Problem requirements: Each entry must appear in the answer exactly as given.

Records for the exercise:
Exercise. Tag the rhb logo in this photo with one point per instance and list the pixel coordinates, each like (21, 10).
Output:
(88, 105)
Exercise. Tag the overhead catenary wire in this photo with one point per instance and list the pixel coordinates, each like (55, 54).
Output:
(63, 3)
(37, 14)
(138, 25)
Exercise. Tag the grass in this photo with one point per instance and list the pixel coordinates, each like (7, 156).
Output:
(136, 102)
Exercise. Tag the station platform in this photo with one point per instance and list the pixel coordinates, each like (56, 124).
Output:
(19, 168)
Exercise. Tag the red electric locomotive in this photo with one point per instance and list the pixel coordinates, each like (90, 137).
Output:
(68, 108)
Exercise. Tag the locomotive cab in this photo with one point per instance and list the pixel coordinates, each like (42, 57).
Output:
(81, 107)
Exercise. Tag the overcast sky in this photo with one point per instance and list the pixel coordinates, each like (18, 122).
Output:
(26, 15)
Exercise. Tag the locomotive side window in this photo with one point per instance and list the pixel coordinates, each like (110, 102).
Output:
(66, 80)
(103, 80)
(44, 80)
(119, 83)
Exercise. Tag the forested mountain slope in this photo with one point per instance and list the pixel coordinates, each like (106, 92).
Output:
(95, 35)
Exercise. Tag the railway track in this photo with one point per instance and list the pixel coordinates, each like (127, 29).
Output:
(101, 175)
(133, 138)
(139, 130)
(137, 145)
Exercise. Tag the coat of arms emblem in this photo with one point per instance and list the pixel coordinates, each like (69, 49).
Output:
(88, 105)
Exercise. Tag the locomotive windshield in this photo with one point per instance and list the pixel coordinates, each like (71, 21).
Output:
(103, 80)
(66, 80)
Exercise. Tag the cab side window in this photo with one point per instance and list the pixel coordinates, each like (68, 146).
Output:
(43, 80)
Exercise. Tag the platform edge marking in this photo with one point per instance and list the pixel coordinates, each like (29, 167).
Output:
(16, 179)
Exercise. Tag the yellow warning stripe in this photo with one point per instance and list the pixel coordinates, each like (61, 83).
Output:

Task output:
Exercise. Tag the rhb logo in this photo with one point per instance and list the pixel coordinates, each like (21, 10).
Output:
(88, 105)
Exercise. Tag the overhead catenary wire in this photo with one point per instance and list the pixel coordinates, each like (55, 54).
Output:
(63, 3)
(37, 14)
(138, 25)
Exercise. Tag the grass in this photo with one point per instance and list the pixel coordinates, each like (7, 156).
Output:
(136, 102)
Exercise. Tag the station platform in this photo with one point per instance and list the pixel coordinates, each like (56, 124).
Output:
(19, 168)
Exercise. Tag the red electric locomotive in this photo with one point per instance and list the pixel coordinates, each like (90, 137).
Output:
(68, 108)
Exercise. Tag the locomotive cab in this photo with one point per instance and list the pixel coordinates, each like (42, 57).
Output:
(81, 107)
Exercise. Tag the overcast sky in this photo with one point per instance and list the pixel coordinates, each like (18, 122).
Output:
(26, 15)
Exercise. Tag the locomotive side window in this photo with one point per instance and list the pixel coordinates, each like (110, 102).
Output:
(66, 80)
(103, 80)
(44, 80)
(119, 83)
Exercise. Tag the forested mountain slope in this photo with one point per instance and list the pixel coordinates, each like (106, 92).
Output:
(95, 35)
Exercise. Tag the railway track in this photo with one point per instance and list the pixel coordinates, each like (127, 29).
Output:
(101, 175)
(133, 138)
(139, 130)
(137, 145)
Exercise. Tag the coat of arms emblem in this photo with one point per instance and list the pixel coordinates, each like (69, 49).
Output:
(88, 105)
Exercise. Tag the locomotive windshield in this photo with one point per instance and list the pixel coordinates, each like (71, 21).
Output:
(103, 80)
(66, 80)
Exercise. Tag the cab side window in this photo with one point per instance and list the pixel coordinates, each like (68, 146).
Output:
(43, 80)
Exercise. Tag the platform edge marking in this photo with one point per instance and list the pixel coordinates, each like (29, 167).
Output:
(16, 179)
Exercise. Tag the yellow warning stripe in this photo with one point per instance and list the pixel coordinates, each like (61, 83).
Output:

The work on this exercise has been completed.